WHAT TO WORK ON
Print the lines below exactly, beginning with the one that contains "Task: mark one point on every instance of the yellow flag" and stopping after the last line.

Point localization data
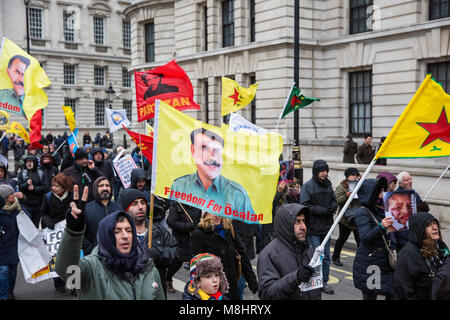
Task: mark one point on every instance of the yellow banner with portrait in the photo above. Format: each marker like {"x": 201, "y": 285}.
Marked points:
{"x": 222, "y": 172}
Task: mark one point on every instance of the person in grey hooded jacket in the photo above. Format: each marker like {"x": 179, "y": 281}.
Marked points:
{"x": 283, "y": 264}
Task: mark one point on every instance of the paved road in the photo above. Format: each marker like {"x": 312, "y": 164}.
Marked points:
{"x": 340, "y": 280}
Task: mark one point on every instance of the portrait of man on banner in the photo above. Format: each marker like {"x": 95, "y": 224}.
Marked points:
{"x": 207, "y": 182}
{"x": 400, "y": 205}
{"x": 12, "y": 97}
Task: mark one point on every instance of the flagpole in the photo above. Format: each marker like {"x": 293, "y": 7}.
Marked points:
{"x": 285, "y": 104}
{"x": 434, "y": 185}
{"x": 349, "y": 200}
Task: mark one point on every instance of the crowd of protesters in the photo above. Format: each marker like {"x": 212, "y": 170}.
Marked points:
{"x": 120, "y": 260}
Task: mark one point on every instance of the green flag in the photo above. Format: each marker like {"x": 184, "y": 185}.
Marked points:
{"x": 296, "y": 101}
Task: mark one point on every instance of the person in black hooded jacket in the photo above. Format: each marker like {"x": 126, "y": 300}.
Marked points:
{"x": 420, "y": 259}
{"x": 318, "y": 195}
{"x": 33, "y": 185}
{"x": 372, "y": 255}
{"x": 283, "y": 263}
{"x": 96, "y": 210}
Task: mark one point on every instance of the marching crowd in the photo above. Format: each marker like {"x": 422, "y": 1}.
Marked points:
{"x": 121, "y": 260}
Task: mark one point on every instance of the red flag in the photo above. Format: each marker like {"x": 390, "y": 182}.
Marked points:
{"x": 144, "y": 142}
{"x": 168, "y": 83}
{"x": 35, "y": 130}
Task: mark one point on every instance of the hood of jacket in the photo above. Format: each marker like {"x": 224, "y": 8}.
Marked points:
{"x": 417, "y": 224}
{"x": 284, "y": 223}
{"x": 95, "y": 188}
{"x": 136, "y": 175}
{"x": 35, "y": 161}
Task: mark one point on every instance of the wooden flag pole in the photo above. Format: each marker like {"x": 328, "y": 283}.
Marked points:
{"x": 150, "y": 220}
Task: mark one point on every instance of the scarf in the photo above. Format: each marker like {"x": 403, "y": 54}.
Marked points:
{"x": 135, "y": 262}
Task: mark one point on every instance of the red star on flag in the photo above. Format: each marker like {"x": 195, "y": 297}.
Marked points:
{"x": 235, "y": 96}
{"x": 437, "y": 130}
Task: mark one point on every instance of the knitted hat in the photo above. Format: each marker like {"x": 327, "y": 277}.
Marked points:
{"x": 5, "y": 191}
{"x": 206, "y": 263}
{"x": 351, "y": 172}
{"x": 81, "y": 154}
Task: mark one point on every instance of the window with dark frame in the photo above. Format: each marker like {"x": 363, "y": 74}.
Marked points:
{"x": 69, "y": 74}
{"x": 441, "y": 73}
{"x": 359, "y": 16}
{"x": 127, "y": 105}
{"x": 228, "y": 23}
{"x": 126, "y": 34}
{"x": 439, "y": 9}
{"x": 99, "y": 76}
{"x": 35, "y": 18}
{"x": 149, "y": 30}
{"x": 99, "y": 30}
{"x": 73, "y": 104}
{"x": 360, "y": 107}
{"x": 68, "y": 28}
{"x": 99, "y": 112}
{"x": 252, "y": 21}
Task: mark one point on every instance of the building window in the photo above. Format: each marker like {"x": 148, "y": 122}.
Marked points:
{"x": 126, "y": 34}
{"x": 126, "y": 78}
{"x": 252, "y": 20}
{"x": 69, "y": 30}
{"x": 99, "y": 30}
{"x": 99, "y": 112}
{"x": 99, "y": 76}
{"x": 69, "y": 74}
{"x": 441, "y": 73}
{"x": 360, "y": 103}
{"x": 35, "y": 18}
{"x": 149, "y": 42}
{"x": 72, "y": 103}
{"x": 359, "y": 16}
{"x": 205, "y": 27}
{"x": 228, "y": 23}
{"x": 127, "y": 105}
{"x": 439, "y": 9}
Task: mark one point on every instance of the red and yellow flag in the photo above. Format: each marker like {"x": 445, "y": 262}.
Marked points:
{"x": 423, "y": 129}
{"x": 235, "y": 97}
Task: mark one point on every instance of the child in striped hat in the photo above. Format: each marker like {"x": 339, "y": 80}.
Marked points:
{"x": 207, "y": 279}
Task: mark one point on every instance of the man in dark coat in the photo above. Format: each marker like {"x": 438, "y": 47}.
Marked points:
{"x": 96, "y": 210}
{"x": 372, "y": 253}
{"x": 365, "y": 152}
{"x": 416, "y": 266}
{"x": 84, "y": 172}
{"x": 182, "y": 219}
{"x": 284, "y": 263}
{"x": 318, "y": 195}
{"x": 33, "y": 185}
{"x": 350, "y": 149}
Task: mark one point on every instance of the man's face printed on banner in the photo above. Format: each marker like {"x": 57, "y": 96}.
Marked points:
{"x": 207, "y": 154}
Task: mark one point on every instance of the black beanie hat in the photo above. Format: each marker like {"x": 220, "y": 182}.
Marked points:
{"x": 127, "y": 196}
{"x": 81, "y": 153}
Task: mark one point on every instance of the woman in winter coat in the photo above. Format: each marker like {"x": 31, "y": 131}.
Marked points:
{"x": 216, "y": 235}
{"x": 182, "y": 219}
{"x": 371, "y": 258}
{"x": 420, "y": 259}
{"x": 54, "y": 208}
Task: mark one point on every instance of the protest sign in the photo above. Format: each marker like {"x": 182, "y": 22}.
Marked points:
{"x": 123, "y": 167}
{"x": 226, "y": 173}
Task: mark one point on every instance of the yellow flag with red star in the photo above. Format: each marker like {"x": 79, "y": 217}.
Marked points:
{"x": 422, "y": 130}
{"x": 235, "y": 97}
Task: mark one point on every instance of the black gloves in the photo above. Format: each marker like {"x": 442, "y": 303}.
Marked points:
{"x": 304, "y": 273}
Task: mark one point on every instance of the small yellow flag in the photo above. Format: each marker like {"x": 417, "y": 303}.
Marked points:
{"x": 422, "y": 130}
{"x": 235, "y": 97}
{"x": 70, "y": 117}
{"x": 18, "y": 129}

ANSWER AREA
Task: mark one point on every instance of the yellow flag with red star in the photo above. Format: each marker like {"x": 79, "y": 217}.
Marked points:
{"x": 422, "y": 130}
{"x": 235, "y": 97}
Task: mark one point on every instance of the black gloves in the photo above. Format: each marker like {"x": 442, "y": 303}.
Marked points:
{"x": 304, "y": 273}
Task: mark one point on every instance of the small yellow flag in the photo above. Format: each marker like {"x": 417, "y": 303}.
Marked points:
{"x": 422, "y": 130}
{"x": 235, "y": 97}
{"x": 70, "y": 117}
{"x": 18, "y": 129}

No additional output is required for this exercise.